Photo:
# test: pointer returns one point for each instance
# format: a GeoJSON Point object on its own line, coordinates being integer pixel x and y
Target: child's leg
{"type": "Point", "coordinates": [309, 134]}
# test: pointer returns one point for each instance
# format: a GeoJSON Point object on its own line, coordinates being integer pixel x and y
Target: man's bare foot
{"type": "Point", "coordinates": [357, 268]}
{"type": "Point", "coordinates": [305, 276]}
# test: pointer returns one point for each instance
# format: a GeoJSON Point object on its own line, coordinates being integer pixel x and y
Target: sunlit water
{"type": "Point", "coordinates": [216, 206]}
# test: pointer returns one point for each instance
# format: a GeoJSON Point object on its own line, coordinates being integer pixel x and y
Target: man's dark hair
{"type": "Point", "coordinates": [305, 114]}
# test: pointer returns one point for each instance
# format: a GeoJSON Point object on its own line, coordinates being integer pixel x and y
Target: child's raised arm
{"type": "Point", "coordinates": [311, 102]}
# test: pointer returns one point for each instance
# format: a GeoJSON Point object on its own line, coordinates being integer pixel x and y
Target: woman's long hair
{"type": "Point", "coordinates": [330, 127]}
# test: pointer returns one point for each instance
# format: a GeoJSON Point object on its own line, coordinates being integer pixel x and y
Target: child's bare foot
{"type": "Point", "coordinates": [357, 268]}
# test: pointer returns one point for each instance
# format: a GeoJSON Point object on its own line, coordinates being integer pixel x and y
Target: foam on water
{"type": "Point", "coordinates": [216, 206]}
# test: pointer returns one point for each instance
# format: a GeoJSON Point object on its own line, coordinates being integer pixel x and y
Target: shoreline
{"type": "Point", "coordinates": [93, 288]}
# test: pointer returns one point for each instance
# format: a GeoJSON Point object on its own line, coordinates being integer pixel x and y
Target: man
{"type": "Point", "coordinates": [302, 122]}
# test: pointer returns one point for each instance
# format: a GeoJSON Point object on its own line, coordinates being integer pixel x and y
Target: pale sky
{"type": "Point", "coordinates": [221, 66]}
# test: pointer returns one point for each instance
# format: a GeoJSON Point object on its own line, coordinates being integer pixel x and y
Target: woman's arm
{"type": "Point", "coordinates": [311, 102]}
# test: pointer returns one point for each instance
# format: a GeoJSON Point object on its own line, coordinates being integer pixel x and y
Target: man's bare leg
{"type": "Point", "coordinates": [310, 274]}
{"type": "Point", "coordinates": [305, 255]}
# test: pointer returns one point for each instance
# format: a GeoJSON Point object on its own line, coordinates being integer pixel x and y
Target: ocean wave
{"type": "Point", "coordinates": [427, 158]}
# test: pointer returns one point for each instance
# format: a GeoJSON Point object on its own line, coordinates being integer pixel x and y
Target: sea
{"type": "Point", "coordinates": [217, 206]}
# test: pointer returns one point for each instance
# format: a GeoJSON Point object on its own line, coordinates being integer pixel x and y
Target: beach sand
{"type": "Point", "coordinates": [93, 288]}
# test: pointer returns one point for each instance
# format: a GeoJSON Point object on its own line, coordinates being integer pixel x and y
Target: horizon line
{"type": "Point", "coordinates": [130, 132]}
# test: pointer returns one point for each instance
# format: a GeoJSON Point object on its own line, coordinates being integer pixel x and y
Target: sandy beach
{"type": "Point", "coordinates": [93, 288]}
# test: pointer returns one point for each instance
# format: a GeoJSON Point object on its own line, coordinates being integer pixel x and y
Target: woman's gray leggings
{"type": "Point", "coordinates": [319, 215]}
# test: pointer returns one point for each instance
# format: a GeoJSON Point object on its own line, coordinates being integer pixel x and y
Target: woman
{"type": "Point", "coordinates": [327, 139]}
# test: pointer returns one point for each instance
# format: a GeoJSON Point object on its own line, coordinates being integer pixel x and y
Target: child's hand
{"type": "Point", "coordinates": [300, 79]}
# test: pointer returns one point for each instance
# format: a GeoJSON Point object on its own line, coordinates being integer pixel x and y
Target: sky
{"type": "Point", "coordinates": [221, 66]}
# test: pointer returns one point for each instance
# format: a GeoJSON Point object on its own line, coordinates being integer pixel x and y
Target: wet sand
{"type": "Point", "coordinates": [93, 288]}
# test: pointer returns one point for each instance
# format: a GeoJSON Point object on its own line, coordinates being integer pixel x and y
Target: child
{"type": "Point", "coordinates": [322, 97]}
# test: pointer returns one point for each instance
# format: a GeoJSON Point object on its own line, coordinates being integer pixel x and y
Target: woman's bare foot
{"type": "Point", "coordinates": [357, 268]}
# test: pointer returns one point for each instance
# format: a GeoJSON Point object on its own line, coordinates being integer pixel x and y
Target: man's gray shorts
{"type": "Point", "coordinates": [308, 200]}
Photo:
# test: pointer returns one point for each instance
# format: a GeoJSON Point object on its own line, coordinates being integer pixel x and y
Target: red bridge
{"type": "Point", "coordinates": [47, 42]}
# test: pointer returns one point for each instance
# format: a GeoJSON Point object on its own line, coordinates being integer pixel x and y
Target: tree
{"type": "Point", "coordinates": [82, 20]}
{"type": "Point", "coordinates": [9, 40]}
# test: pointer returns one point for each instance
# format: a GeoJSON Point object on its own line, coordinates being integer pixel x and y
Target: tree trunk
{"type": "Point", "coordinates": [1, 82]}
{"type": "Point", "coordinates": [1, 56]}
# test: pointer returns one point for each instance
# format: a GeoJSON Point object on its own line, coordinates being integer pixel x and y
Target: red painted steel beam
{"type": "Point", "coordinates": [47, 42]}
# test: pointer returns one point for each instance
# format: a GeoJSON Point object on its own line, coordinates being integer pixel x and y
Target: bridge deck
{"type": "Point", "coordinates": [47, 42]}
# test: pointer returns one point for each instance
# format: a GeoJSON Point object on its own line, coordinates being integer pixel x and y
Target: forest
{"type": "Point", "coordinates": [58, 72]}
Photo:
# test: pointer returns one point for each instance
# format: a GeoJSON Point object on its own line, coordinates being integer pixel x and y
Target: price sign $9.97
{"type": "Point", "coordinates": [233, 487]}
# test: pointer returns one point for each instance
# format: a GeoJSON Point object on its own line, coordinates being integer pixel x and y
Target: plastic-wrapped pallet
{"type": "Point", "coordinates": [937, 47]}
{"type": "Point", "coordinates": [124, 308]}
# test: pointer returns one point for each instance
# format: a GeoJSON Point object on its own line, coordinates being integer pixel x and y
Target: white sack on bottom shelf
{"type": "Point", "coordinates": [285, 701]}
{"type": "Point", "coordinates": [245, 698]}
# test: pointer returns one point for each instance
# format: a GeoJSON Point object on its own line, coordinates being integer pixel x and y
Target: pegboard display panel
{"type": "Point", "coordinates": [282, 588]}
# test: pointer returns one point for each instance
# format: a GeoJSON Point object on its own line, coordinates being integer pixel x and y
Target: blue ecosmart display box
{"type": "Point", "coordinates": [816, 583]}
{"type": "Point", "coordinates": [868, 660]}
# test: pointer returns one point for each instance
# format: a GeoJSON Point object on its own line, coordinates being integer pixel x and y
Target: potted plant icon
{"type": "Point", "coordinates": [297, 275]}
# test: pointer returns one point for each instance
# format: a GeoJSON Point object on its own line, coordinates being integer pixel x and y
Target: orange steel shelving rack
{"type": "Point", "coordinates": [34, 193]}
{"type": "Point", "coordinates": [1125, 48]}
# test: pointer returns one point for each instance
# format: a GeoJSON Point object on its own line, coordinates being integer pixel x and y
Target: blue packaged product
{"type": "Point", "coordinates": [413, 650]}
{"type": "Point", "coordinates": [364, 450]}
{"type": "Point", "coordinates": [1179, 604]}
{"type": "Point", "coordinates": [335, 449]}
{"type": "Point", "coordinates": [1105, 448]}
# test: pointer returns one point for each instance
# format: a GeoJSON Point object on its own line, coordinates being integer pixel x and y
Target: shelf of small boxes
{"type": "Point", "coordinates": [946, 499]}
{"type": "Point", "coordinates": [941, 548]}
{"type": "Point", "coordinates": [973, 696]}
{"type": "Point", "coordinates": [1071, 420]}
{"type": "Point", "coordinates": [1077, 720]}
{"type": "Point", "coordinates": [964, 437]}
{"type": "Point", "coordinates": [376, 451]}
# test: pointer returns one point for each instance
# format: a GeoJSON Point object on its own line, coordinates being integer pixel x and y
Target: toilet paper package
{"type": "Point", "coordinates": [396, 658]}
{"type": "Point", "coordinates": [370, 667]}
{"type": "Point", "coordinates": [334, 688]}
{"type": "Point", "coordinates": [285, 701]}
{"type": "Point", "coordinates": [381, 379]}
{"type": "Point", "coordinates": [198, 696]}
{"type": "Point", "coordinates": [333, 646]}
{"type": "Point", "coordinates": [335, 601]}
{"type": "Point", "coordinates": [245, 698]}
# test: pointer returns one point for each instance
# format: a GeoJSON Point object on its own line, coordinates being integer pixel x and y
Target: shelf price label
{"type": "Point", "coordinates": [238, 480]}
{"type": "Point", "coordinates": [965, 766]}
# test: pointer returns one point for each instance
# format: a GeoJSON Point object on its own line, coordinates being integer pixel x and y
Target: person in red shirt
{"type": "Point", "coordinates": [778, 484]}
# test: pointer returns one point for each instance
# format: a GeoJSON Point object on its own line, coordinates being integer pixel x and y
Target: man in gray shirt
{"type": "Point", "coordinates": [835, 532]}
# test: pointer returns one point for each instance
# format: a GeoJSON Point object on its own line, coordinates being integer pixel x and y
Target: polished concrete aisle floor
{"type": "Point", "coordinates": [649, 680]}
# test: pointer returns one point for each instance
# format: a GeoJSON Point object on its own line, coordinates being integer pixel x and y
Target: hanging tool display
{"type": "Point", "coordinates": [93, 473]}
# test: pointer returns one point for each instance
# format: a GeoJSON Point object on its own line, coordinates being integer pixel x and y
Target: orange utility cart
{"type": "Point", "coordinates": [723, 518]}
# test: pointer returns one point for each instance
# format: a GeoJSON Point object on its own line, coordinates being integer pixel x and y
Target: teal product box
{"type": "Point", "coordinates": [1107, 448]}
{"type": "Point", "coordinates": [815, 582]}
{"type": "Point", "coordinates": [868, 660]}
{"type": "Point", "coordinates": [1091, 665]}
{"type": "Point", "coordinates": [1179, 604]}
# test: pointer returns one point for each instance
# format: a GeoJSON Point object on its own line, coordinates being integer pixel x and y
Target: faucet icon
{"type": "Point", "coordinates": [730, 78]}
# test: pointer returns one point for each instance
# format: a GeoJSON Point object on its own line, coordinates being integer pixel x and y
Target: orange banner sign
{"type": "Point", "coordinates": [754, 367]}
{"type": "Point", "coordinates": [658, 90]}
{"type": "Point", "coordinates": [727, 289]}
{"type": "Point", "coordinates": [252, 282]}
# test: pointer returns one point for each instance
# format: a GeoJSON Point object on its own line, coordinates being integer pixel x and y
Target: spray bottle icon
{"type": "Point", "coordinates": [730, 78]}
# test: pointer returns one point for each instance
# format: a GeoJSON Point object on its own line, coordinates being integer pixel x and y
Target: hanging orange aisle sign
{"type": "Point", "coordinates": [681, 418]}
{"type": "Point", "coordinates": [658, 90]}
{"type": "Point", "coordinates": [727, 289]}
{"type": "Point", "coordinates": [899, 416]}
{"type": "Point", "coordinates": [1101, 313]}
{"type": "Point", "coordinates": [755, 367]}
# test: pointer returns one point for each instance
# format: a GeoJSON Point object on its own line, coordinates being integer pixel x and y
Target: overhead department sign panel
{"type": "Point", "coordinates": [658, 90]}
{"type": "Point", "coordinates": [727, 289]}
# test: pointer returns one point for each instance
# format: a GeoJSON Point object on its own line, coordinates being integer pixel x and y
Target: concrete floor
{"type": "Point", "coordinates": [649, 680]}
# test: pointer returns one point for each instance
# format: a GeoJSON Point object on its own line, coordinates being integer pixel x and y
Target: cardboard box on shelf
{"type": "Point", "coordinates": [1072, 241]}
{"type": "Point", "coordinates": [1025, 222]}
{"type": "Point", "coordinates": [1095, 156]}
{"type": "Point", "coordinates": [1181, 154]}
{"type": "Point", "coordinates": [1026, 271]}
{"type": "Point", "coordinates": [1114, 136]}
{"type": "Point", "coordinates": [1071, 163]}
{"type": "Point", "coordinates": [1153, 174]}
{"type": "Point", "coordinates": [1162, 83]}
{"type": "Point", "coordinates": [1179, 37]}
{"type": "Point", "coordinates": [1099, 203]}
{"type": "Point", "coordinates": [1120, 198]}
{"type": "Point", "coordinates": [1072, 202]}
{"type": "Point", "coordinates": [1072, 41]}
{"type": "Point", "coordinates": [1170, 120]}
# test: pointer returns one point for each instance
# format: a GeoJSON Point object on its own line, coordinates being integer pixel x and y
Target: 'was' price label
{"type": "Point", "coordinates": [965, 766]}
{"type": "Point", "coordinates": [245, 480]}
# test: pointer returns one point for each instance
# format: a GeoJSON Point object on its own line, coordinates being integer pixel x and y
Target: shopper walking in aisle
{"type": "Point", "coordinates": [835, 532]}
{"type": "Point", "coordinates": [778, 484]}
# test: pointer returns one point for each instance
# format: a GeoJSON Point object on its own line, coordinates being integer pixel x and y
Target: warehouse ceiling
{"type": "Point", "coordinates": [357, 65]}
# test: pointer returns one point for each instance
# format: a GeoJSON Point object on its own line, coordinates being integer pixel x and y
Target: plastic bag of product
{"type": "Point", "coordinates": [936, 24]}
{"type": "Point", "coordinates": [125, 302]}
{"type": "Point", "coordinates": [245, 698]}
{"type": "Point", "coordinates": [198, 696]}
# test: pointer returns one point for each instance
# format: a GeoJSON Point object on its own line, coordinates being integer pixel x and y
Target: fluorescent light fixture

· · · ·

* _What is needed_: Pick out every line in the rows above that contains the string "label", matching case exactly, and copy each one.

* _The answer_:
Target: shelf price label
Target: 'was' price label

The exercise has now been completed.